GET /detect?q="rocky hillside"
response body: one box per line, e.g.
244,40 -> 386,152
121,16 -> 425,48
--
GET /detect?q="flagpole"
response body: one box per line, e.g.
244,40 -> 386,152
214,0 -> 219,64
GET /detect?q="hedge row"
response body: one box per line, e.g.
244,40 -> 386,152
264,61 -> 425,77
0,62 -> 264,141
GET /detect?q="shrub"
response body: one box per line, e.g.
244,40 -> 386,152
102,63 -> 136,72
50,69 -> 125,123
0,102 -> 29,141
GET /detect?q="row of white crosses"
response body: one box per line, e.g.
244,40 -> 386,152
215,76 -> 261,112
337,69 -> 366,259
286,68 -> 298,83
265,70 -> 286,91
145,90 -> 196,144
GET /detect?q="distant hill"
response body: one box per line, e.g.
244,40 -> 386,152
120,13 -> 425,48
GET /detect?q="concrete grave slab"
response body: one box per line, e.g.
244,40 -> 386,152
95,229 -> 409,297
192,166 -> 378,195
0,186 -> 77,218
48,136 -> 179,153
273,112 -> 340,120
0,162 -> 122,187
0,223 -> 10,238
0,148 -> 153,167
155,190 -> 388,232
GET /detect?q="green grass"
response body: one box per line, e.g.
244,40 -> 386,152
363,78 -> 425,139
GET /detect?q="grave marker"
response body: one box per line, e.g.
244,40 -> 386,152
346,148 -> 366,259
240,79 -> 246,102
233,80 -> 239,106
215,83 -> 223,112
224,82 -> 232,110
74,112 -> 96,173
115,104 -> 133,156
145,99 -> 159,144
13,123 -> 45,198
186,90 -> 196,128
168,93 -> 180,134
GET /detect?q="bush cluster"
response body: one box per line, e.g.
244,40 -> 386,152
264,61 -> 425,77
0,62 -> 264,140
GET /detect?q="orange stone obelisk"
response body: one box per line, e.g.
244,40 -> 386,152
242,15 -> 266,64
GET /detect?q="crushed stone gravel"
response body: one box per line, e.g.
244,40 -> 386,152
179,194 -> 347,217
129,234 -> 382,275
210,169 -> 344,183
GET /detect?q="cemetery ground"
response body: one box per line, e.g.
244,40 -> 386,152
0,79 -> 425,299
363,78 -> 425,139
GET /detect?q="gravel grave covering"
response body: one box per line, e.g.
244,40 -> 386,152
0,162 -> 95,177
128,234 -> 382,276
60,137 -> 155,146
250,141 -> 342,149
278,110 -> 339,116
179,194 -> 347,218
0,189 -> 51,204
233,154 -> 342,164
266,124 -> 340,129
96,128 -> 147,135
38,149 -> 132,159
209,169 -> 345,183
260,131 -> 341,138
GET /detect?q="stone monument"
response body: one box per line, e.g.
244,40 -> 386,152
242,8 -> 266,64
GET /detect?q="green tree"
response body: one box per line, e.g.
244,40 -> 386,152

Exercise objective: Please pick out every line in the entries above that contains the string "stone", and copy each one in full. Case counts.

Output below:
GET /detect?q="orange stone obelisk"
GET /detect?q="crushed stone gravel"
GET /detect?q="stone monument"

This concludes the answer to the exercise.